Report each line in the rows below that contains the word "with", copying every such line in full.

[A run of rows]
## Begin

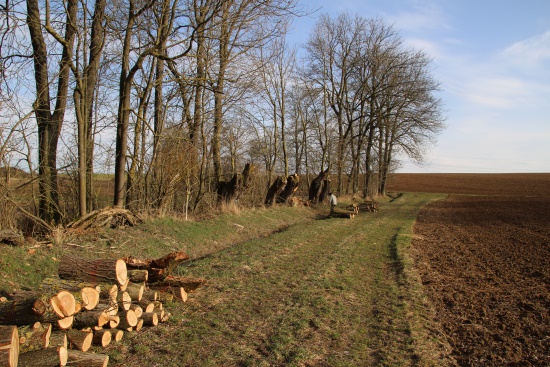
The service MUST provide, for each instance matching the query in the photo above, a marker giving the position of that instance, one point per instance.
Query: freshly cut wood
(165, 317)
(91, 319)
(81, 340)
(102, 337)
(26, 308)
(113, 321)
(9, 346)
(137, 309)
(169, 293)
(64, 323)
(135, 290)
(36, 337)
(85, 293)
(124, 301)
(110, 217)
(292, 183)
(108, 293)
(48, 357)
(122, 287)
(12, 238)
(150, 319)
(111, 309)
(81, 359)
(64, 303)
(138, 275)
(159, 268)
(118, 335)
(93, 270)
(149, 294)
(127, 319)
(58, 338)
(139, 325)
(189, 284)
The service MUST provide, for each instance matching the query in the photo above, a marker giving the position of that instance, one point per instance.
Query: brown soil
(484, 262)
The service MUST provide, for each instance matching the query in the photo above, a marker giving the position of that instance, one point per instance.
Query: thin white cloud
(529, 53)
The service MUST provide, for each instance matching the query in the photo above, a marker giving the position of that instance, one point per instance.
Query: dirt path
(484, 263)
(325, 293)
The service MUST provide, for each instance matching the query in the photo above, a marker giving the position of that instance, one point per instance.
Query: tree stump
(274, 190)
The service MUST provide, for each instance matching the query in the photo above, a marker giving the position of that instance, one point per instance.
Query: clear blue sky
(493, 61)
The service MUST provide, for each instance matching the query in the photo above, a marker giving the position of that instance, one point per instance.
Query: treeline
(175, 96)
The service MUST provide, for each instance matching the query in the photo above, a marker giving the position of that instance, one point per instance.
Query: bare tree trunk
(49, 124)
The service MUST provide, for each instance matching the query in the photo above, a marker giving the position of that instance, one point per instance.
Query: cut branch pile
(93, 302)
(110, 217)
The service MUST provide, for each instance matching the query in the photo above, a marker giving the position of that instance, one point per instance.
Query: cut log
(110, 217)
(139, 325)
(138, 275)
(108, 293)
(316, 186)
(110, 309)
(12, 238)
(9, 346)
(80, 359)
(117, 335)
(113, 321)
(85, 293)
(165, 317)
(274, 190)
(64, 323)
(93, 270)
(64, 303)
(48, 357)
(91, 319)
(36, 337)
(102, 337)
(292, 183)
(26, 308)
(81, 340)
(58, 338)
(150, 319)
(124, 301)
(189, 284)
(135, 290)
(159, 268)
(127, 319)
(137, 309)
(149, 294)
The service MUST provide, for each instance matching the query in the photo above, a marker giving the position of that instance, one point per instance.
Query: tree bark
(36, 337)
(93, 270)
(274, 190)
(49, 123)
(160, 268)
(102, 337)
(90, 319)
(9, 346)
(81, 340)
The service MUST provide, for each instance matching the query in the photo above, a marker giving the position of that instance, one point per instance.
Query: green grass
(286, 287)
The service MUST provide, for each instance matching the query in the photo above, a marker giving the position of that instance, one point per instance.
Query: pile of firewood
(92, 302)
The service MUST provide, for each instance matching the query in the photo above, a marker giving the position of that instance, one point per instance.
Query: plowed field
(485, 263)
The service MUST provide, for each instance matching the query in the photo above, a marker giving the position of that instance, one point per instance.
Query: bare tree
(49, 121)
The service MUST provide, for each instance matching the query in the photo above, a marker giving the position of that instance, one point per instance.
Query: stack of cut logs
(91, 303)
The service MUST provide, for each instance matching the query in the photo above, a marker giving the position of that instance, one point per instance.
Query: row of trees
(187, 91)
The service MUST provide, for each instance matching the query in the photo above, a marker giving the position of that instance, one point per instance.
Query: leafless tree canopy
(174, 97)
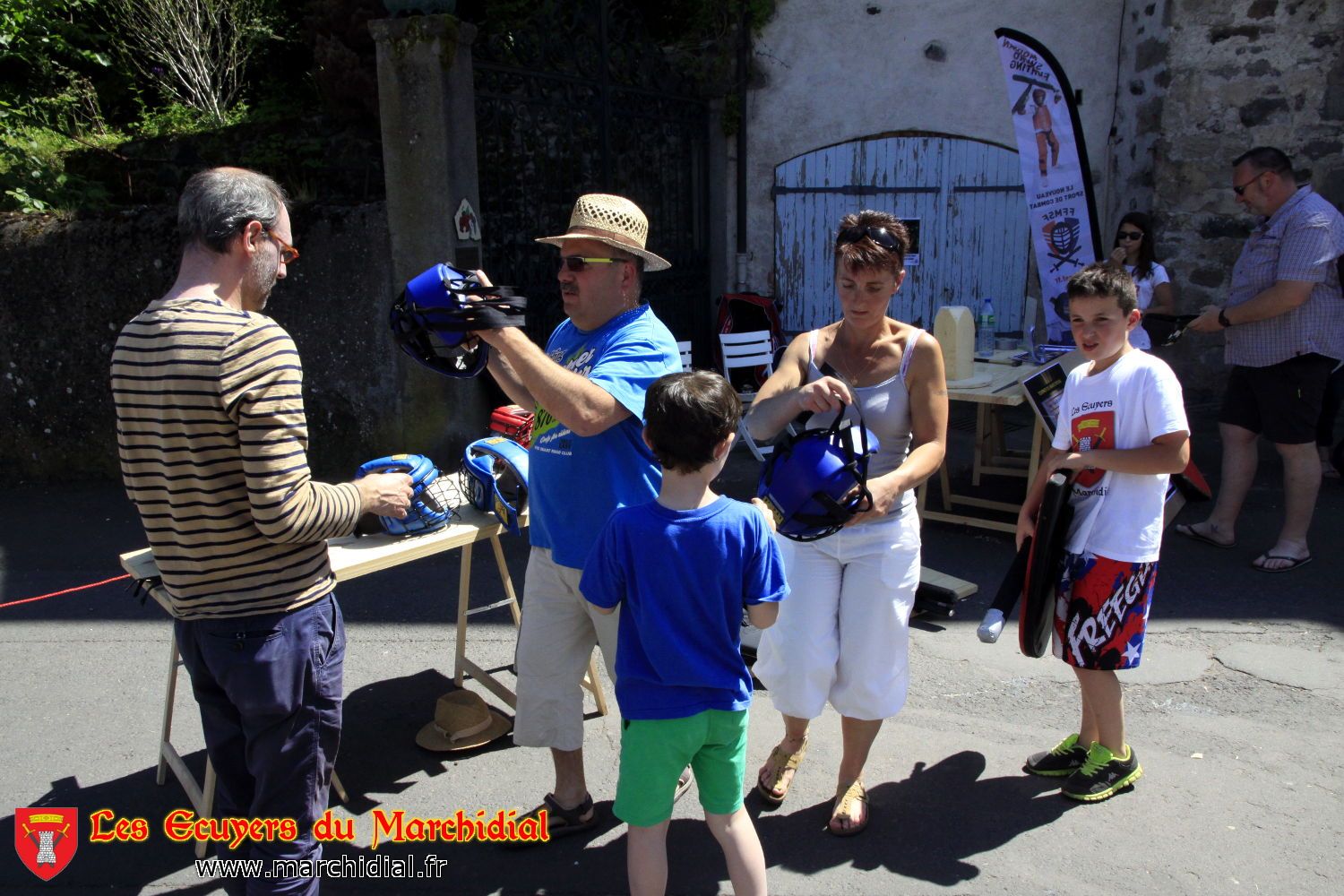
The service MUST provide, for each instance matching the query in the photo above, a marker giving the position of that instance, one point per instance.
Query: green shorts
(653, 753)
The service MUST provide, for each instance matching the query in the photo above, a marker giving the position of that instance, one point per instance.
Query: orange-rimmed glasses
(288, 254)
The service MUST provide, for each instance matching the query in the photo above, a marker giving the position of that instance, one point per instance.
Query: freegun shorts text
(1101, 611)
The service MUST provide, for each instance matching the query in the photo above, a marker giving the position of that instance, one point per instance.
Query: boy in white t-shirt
(1123, 427)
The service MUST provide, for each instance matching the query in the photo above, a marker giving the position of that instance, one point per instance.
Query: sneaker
(1064, 759)
(1102, 775)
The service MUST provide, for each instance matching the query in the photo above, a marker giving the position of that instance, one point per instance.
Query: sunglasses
(288, 254)
(881, 236)
(578, 263)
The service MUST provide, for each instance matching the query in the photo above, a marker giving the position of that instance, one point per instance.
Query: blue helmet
(496, 473)
(817, 479)
(429, 509)
(438, 311)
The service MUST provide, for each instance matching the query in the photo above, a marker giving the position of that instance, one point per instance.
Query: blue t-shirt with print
(574, 482)
(682, 579)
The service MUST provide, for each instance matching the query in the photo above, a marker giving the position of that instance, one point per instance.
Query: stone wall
(70, 285)
(1244, 73)
(1142, 83)
(838, 70)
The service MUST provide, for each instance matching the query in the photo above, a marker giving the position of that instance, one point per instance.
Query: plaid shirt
(1300, 242)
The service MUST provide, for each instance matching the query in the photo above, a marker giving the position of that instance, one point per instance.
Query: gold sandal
(844, 806)
(782, 762)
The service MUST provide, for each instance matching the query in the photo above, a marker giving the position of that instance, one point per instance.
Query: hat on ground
(461, 720)
(613, 220)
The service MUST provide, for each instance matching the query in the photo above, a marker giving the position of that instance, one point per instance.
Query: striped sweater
(212, 444)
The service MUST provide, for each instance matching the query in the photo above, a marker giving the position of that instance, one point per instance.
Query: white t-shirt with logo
(1126, 406)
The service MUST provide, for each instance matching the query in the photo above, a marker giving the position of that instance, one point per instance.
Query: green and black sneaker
(1102, 775)
(1064, 759)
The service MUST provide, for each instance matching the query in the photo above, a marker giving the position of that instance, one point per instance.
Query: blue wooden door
(965, 194)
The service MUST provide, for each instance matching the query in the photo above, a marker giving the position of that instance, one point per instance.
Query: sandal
(781, 762)
(844, 807)
(559, 821)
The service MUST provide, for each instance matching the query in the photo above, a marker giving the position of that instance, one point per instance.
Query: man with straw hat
(588, 458)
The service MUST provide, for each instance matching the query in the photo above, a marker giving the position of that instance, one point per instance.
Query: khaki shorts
(556, 641)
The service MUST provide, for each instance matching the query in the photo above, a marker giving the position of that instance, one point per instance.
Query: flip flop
(782, 762)
(1258, 563)
(1191, 532)
(844, 805)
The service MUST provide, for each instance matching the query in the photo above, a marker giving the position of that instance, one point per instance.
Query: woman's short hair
(687, 414)
(857, 247)
(218, 203)
(1147, 246)
(1105, 281)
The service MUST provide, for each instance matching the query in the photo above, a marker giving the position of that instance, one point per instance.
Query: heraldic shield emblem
(46, 839)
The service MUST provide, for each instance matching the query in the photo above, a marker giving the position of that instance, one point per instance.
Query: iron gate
(581, 101)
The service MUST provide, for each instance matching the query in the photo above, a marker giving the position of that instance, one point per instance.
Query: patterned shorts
(1101, 611)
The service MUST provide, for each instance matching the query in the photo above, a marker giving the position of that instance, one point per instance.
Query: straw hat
(461, 720)
(613, 220)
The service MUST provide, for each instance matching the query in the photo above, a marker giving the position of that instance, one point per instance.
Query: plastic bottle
(986, 331)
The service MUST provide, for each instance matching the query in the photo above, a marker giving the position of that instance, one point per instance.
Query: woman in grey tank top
(841, 635)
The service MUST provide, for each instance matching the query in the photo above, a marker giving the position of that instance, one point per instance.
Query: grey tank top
(886, 413)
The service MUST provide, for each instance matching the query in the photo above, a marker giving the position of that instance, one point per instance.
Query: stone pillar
(427, 109)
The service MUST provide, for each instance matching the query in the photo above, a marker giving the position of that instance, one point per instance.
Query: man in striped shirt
(1284, 323)
(212, 443)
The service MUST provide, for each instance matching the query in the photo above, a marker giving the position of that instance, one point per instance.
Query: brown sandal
(782, 762)
(844, 806)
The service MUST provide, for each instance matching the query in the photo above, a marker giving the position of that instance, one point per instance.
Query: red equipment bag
(513, 422)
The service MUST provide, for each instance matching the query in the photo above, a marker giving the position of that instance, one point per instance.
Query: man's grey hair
(220, 202)
(1266, 159)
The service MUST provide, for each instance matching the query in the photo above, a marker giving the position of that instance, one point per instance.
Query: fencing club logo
(1064, 239)
(46, 839)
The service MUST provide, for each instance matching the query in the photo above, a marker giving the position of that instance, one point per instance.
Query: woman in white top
(841, 634)
(1136, 253)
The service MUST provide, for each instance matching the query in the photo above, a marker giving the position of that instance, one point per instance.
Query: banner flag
(1054, 171)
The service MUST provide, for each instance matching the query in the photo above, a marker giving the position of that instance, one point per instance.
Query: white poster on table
(1054, 169)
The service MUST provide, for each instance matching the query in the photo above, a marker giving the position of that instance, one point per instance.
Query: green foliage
(48, 59)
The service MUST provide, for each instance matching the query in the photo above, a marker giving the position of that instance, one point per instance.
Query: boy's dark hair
(687, 414)
(1105, 281)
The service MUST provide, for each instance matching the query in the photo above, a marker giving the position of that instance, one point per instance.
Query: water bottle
(986, 331)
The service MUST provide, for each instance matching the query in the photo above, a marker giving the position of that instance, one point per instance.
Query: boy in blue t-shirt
(683, 567)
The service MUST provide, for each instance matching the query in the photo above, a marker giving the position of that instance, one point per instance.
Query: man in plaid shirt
(1284, 323)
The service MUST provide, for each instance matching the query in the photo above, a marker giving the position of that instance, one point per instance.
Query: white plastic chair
(685, 347)
(753, 349)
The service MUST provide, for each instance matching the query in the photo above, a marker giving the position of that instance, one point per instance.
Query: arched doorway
(965, 194)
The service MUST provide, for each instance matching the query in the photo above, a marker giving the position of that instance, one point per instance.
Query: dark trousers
(269, 689)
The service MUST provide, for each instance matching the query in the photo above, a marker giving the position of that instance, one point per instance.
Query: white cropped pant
(843, 632)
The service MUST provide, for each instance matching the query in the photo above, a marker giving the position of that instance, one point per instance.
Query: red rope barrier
(56, 594)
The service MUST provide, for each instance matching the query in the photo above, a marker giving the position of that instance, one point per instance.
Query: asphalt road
(1236, 716)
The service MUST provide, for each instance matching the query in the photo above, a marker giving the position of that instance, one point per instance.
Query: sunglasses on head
(881, 236)
(578, 263)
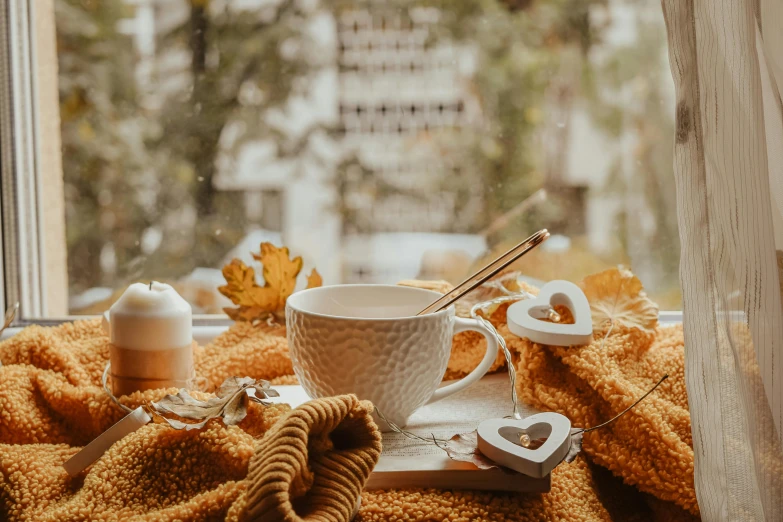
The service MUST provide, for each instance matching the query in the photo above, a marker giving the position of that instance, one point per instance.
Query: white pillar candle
(151, 339)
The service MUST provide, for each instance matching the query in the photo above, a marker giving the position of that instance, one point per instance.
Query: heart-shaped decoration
(497, 440)
(524, 317)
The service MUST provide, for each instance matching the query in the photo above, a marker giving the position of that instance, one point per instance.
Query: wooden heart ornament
(498, 439)
(525, 317)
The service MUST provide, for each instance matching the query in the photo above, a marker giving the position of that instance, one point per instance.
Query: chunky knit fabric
(306, 464)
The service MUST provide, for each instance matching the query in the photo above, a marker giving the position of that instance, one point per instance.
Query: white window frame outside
(22, 252)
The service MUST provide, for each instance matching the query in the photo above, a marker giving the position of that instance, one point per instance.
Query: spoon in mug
(489, 271)
(9, 316)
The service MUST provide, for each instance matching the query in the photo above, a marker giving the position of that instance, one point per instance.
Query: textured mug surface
(367, 340)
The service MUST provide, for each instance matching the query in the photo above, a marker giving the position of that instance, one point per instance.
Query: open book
(411, 463)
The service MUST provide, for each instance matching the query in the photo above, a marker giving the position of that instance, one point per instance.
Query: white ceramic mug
(368, 340)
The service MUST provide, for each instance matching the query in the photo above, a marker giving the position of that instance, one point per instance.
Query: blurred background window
(379, 140)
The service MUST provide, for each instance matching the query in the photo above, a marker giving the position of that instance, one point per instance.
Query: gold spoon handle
(487, 272)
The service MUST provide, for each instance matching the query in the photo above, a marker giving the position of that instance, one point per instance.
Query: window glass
(380, 141)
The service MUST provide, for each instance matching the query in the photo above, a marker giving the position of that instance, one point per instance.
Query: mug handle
(475, 325)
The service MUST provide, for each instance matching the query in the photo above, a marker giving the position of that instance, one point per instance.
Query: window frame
(22, 249)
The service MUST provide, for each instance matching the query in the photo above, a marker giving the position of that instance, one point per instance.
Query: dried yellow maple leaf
(617, 297)
(257, 302)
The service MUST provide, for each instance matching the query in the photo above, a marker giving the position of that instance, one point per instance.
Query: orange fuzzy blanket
(280, 465)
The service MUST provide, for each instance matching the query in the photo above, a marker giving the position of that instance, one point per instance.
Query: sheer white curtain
(726, 58)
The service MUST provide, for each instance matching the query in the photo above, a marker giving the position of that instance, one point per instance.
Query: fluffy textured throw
(311, 463)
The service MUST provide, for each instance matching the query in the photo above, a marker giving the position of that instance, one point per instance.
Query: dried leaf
(463, 447)
(230, 403)
(442, 287)
(617, 296)
(576, 444)
(256, 302)
(314, 279)
(235, 410)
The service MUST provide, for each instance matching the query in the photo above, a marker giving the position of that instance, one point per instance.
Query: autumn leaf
(229, 405)
(617, 298)
(256, 302)
(279, 273)
(463, 447)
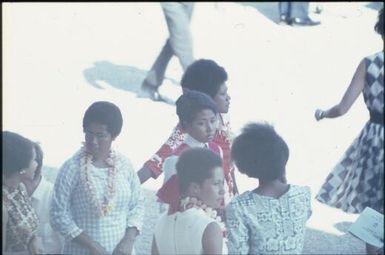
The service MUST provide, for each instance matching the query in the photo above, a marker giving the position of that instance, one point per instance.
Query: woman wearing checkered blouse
(357, 181)
(97, 201)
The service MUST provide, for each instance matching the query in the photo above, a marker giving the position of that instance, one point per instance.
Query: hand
(35, 246)
(124, 247)
(319, 114)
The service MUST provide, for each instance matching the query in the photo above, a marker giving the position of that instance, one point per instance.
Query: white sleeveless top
(181, 232)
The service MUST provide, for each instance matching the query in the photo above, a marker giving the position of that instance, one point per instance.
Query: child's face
(211, 191)
(204, 126)
(222, 99)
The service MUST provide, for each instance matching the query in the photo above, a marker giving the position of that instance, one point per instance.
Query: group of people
(96, 205)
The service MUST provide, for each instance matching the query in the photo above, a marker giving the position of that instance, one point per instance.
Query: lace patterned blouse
(72, 213)
(258, 224)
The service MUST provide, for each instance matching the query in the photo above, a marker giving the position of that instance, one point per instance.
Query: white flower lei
(105, 207)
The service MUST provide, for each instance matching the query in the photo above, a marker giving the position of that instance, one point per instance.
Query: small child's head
(197, 114)
(200, 175)
(204, 75)
(259, 152)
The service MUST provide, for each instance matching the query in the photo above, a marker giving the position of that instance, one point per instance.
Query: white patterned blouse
(258, 224)
(71, 212)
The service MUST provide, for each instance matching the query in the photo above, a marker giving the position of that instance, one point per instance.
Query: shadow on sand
(128, 78)
(268, 9)
(320, 242)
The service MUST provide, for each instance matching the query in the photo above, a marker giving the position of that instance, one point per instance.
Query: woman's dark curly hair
(379, 27)
(17, 153)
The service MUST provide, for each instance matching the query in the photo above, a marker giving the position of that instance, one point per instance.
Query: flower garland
(105, 207)
(192, 202)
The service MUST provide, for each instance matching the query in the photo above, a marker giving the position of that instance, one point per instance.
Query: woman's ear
(184, 124)
(193, 190)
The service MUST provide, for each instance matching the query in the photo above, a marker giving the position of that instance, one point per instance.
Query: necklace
(103, 207)
(192, 202)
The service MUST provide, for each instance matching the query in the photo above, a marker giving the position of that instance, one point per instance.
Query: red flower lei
(192, 202)
(104, 207)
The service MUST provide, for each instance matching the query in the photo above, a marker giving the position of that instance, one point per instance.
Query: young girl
(194, 228)
(20, 222)
(271, 218)
(198, 116)
(206, 76)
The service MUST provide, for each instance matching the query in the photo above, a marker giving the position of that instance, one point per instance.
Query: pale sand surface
(58, 58)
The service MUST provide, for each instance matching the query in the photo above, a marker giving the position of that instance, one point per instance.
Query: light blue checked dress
(71, 212)
(258, 224)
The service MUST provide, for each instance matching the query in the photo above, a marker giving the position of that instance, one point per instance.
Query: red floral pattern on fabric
(223, 138)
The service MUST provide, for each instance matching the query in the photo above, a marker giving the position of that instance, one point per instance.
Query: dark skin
(31, 185)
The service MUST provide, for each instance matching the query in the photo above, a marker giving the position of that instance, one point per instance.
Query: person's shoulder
(297, 189)
(123, 161)
(73, 159)
(375, 56)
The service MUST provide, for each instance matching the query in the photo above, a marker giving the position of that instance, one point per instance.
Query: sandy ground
(58, 58)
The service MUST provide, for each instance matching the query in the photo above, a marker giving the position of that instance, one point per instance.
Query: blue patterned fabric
(357, 181)
(258, 224)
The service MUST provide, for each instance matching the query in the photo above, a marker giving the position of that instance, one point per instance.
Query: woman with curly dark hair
(357, 181)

## End

* _Answer to the exercise_:
Query: blue t-shirt with print
Query: white t-shirt with logo
Query: man with straw hat
Query: woman with curly dark hair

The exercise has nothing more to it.